### [YOUR GOAL]
Copy all the material below, exactly as it stands.

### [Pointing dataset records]
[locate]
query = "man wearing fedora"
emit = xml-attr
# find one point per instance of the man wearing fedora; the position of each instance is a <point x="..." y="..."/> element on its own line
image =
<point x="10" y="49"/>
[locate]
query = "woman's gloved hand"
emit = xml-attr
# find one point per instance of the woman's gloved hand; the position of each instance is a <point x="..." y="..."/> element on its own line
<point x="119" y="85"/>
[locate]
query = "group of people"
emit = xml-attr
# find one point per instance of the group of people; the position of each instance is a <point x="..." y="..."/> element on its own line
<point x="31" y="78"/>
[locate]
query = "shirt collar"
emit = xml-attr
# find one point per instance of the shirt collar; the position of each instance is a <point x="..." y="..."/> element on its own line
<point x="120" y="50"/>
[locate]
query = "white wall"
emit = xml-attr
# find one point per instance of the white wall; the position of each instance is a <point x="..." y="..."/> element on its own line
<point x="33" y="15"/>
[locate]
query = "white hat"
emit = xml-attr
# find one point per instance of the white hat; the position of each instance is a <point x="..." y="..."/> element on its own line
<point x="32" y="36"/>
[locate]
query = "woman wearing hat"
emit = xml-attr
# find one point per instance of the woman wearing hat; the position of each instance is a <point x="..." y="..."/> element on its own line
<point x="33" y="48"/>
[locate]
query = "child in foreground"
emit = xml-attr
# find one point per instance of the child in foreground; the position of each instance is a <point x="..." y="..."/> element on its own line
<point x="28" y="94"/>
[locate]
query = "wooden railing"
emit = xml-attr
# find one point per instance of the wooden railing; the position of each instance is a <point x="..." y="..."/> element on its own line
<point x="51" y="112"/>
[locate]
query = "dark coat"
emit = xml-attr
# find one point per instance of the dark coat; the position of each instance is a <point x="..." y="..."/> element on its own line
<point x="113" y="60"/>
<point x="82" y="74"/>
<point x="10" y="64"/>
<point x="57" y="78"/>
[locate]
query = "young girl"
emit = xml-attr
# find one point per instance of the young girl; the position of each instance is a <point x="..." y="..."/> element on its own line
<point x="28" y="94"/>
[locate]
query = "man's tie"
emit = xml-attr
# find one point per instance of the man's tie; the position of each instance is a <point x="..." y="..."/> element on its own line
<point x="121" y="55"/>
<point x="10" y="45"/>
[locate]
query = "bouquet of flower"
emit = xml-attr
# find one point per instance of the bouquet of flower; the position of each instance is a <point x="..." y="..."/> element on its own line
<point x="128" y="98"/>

### [EXERCISE OUTPUT]
[locate]
query = "man wearing fedora"
emit = xml-attr
# find one point per instance of the man wearing fedora; the position of each instance is a <point x="..." y="..."/> element on its own line
image =
<point x="10" y="49"/>
[locate]
query = "woman's gloved hand"
emit = xml-attr
# find one point per instance of the woman's gloved hand; the position of each instance is a <point x="..." y="..."/> element on its own line
<point x="119" y="85"/>
[locate]
query = "group of people"
emit = xml-attr
# find one point per instance of the group of people; the position of each instance is a <point x="..." y="..."/> element on its own line
<point x="31" y="78"/>
[locate]
query = "shirt collar"
emit = xml-attr
# find one point per instance of the shirt collar; the position of each instance is a <point x="..." y="..."/> element on its own line
<point x="120" y="50"/>
[locate]
query = "white wall"
emit = xml-attr
# find one point per instance of the white wall; the position of each instance is a <point x="..." y="..."/> element on its own line
<point x="33" y="15"/>
[locate]
query = "white hat"
emit = xml-attr
# find one point per instance of the white hat; the position of each instance is a <point x="..." y="..."/> element on its own line
<point x="32" y="36"/>
[locate]
query = "woman wearing hat"
emit = xml-attr
# find one point per instance of the woman wearing hat; the position of each instance is a <point x="..." y="..."/> element on its own line
<point x="33" y="48"/>
[locate]
query = "child in foreground"
emit = xml-attr
# find one point per instance of the child in foreground; the position of each instance is a <point x="..." y="..."/> element on its own line
<point x="28" y="94"/>
[locate]
query = "wooden railing"
emit = xml-attr
# find one point per instance of the wooden railing; the position of each instance is a <point x="..." y="..."/> element on its own line
<point x="51" y="112"/>
[locate]
query = "dark coat"
emit = xml-attr
# find one point per instance of the dark coat; the position of each instance is a <point x="..." y="..."/> element on its own line
<point x="113" y="60"/>
<point x="82" y="74"/>
<point x="10" y="64"/>
<point x="57" y="78"/>
[locate]
query = "young girl"
emit = xml-attr
# find one point per instance of the young girl; the position of each instance is a <point x="..." y="..."/> element on its own line
<point x="28" y="94"/>
[locate]
query = "man's tie"
emit = xml-attr
# find one point per instance of the man's tie; the position of each instance is a <point x="..." y="..."/> element on its own line
<point x="121" y="55"/>
<point x="10" y="45"/>
[locate]
query = "bouquet of flower"
emit = xml-attr
# find one point per instance of the bouquet of flower; the position of each instance is a <point x="..." y="..."/> element on its own line
<point x="128" y="98"/>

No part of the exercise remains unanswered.